READING TEXT:
(begin)

FIGS. 12 through 14 are sectional views showing a method of manufacturing a RRAM device according to example embodiments.

DETAILED DESCRIPTION

Various example embodiments will now be described more fully with reference to the accompanying drawings in which some example embodiments are shown. However, specific structural and functional details disclosed herein are merely representative for purposes of describing example embodiments. Thus, the invention may be embodied in many alternate forms and should not be construed as limited to only example embodiments set forth herein. Therefore, it should be understood that there is no intent to limit example embodiments to the particular forms disclosed, but on the contrary, example embodiments are to cover all modifications, equivalents, and alternatives falling within the scope of the invention.

Expressions such as “at least one of,” when preceding a list of elements, modify the entire list of elements and do not modify the individual elements of the list.

In the drawings, the thicknesses of layers and regions may be exaggerated for clarity, and like numbers refer to like elements throughout the description of the figures.

Although the terms first, second, etc. may be used herein to describe various elements, these elements should not be limited by these terms. These terms are only used to distinguish one element from another. For example, a first element could be termed a second element, and, similarly, a second element could be termed a first element, without departing from the scope of example embodiments. As used herein, the term “and/or” includes any and all combinations of one or more of the associated listed items.

It will be understood that, if an element is referred to as being “connected” or “coupled” to another element, it can be directly connected, or coupled, to the other element or intervening elements may be present. In contrast, if an element is referred to as being “directly connected” or “directly coupled” to another element, there are no intervening elements present. Other words used to describe the relationship between elements should be interpreted in a like fashion (e.g., “between” versus “directly between,” “adjacent” versus “directly adjacent,” etc.).

The terminology used herein is for the purpose of describing particular embodiments only and is not intended to be limiting of example embodiments. As used herein, the singular forms “a,” “an” and “the” are intended to include the plural forms as well, unless the context clearly indicates otherwise. It will be further understood that the terms “comprises,” “comprising,” “includes” and/or “including,” if used herein, specify the presence of stated features, integers, steps, operations, elements and/or components, but do not preclude the presence or addition of one or more other features, integers, steps, operations, elements, components and/or groups thereof.

Spatially relative terms (e.g., “beneath,” “below,” “lower,” “above,” “upper” and the like) may be used herein for ease of description to describe one element or a relationship between a feature and another element or feature as illustrated in the figures. It will be understood that the spatially relative terms are intended to encompass different orientations of the device in use or operation in addition to the orientation depicted in the figures. For example, if the device in the figures is turned over, elements described as “below” or “beneath” other elements or features would then be oriented “above” the other elements or features. Thus, for example, the term “below” can encompass both an orientation that is above, as well as, below. The device may be otherwise oriented (rotated 90 degrees or viewed or referenced at other orientations) and the spatially relative descriptors used herein should be interpreted accordingly.

(end)

WRITTEN TASK: Carry on the RRAM device patent description, picking up right after its last sentence. The items below come from a separate source.

Raw records:

(begin)

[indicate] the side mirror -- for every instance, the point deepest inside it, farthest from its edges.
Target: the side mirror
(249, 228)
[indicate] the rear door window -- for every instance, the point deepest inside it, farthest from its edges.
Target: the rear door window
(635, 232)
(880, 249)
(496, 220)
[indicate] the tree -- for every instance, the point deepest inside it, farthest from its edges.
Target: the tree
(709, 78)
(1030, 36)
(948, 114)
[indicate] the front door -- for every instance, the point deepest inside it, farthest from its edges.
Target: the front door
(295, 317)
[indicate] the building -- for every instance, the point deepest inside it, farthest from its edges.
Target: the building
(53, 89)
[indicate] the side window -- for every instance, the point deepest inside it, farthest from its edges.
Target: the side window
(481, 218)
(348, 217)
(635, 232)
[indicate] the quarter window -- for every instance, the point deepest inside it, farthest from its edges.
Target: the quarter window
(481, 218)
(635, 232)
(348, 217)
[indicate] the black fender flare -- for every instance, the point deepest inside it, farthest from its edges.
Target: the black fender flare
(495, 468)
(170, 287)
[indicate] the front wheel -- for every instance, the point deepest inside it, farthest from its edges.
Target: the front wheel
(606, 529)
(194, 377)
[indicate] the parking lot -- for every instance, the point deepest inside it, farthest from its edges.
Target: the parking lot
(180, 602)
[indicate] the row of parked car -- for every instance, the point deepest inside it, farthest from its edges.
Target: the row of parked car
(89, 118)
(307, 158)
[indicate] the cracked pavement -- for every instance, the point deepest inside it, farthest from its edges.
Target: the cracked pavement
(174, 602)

(end)

RESULT:
Example embodiments are described herein with reference to cross-sectional illustrations that are schematic illustrations of idealized embodiments (and intermediate structures). As such, variations from the shapes of the illustrations as a result, for example, of manufacturing techniques and/or tolerances, may be expected. Thus, example embodiments should not be construed as limited to the particular shapes of regions illustrated herein but may include deviations in shapes that result, for example, from manufacturing. For example, an implanted region illustrated as a rectangle may have rounded or curved features and/or a gradient (e.g., of implant concentration) at its edges rather than an abrupt change from an implanted region to a non-implanted region. Likewise, a buried region formed by implantation may result in some implantation in the region between the buried region and the surface through which the implantation may take place. Thus, the regions illustrated in the figures are schematic in nature and their shapes do not necessarily illustrate the actual shape of a region of a device and do not limit the scope.

It should also be noted that in some alternative implementations, the functions/acts noted may occur out of the order noted in the figures. For example, two figures shown in succession may in fact be executed substantially concurrently or may sometimes be executed in the reverse order, depending upon the functionality/acts involved.

Unless otherwise defined, all terms (including technical and scientific terms) used herein have the same meaning as commonly understood by one of ordinary skill in the art to which example embodiments belong. It will be further understood that terms, such as those defined in commonly used dictionaries, should be interpreted as having a meaning that is consistent with their meaning in the context of the relevant art and will not be interpreted in an idealized or overly formal sense unless expressly so defined herein.

In order to more specifically describe example embodiments, various aspects will be described in detail with reference to the attached drawings. However, the present invention is not limited to example embodiments described.

Example embodiments relate to memory devices, and more particularly, to resistive random access memory (RRAM) devices and methods of manufacturing the same.

FIG. 1 is a diagram showing a resistive random access memory (RRAM) device according to example embodiments.

Referring to FIG. 1, first and second impurity regions 32 and 34 are arranged apart from each other on a substrate 30. The substrate 30 may be a semiconductor substrate and may be doped with an impurity. One of the first and second impurity regions 32 and 34 may be a source region, and the other one of the first and second impurity regions 32 and 34 may be a drain region. A gate stack 36 is arranged on a portion of the substrate 30 between the first and second impurity regions 32 and 34. The gate stack 36 may at least include a gate insulation layer (not shown) and a gate electrode (not shown) that are stacked in the order stated. The substrate 30, the first and second impurity regions 32 and 34, and the gate stack 36 may form a field effect transistor (referred to hereinafter as ‘transistor’). The transistor is merely a type of switching devices that may be arranged on the substrate 30. Instead of the transistor, other types of switching devices (e.g., a diode) may be arranged.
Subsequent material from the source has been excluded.